**WORK INSTRUCTION**
Each record, exactly as written, should be printed again.

Natural language region descriptions:
Segment Open
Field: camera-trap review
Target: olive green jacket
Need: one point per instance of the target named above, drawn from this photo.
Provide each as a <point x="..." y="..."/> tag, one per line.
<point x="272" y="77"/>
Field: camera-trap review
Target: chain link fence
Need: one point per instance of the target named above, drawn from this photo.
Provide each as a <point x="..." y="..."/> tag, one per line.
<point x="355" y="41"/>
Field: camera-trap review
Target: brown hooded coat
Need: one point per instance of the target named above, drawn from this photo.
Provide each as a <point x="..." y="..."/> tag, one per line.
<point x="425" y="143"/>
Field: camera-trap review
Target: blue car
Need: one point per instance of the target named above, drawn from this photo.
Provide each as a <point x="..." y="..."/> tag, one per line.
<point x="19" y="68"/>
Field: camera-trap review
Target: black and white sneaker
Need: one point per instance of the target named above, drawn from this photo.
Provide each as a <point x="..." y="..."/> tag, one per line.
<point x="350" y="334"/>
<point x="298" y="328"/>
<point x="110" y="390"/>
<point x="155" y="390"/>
Segment Closed
**SOLUTION BELOW**
Field: camera-trap review
Target: olive green jacket
Need: one point per instance of the target named above, drawn from this photo.
Provide each as a <point x="..." y="..."/> tag, one per line.
<point x="272" y="77"/>
Field: camera-trap review
Target: chain link fence
Need: one point per instance of the target named above, drawn from this photo.
Provide each as a <point x="..." y="..."/> tag, one per line.
<point x="355" y="41"/>
Field: camera-trap review
Target: brown hooded coat
Need: one point per instance of the target named above, drawn from this photo.
Provide each as a <point x="..." y="..."/> tag, one per line.
<point x="425" y="143"/>
Field: camera-trap review
Target: blue car
Need: one point per instance of the target named above, drawn from this photo.
Provide each as a <point x="..." y="..."/> tag, one per line.
<point x="19" y="68"/>
Field: camera-trap review
Target: black and white sneaker
Need: one point per instance of the target named above, drawn from this photo.
Provide each as a <point x="..." y="..."/> tag, one per line.
<point x="350" y="334"/>
<point x="298" y="328"/>
<point x="110" y="390"/>
<point x="155" y="390"/>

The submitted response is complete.